• **EXERCISE PROMPT**
Pick out every line in the items below that contains the word "wood", and copy each one. Case counts.

• **RECORDED DATA**
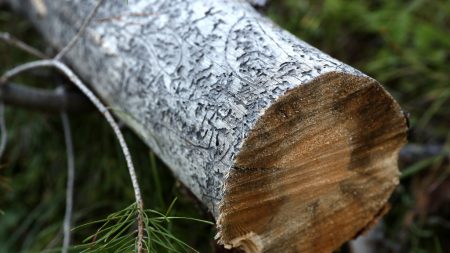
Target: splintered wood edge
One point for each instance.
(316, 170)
--
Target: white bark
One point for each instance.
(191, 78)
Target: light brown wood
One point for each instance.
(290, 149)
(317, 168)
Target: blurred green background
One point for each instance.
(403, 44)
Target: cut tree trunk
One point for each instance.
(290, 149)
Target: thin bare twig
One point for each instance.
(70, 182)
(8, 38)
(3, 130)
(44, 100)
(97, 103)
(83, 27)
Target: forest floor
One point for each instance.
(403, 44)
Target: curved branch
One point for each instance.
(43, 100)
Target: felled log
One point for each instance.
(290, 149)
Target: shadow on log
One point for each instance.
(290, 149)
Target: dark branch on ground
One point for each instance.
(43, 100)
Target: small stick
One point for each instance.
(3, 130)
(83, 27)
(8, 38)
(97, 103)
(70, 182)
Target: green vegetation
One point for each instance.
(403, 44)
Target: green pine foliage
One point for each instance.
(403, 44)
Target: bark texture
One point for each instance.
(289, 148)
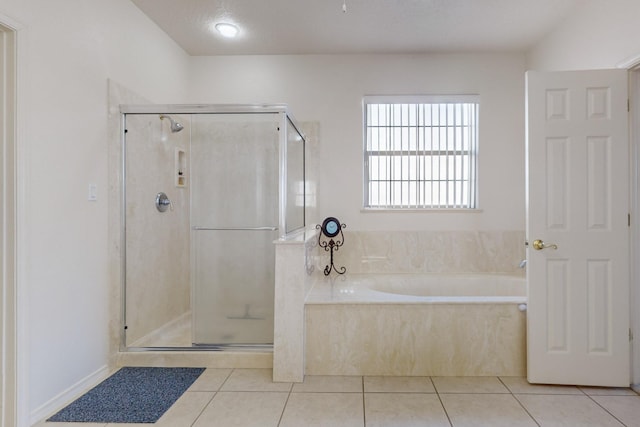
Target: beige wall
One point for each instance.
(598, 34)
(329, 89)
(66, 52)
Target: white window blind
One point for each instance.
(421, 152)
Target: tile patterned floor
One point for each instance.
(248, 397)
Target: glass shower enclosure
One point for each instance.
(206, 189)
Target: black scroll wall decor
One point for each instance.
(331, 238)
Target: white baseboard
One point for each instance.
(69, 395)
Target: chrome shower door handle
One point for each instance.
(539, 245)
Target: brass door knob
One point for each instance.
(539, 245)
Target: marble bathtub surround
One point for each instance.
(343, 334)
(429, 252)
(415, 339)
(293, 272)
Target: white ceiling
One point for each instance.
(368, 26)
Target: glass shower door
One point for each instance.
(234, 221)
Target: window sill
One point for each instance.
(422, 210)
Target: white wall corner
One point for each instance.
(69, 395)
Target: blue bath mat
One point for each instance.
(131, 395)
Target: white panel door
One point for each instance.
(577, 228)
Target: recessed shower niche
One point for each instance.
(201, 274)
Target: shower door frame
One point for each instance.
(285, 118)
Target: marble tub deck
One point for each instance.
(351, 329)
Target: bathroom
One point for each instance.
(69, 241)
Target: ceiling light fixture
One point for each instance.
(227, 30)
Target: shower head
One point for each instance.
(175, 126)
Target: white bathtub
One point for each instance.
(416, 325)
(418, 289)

• **ANSWER TO THIS EXERCISE**
Target: splintered wood edge
Target: light brown wood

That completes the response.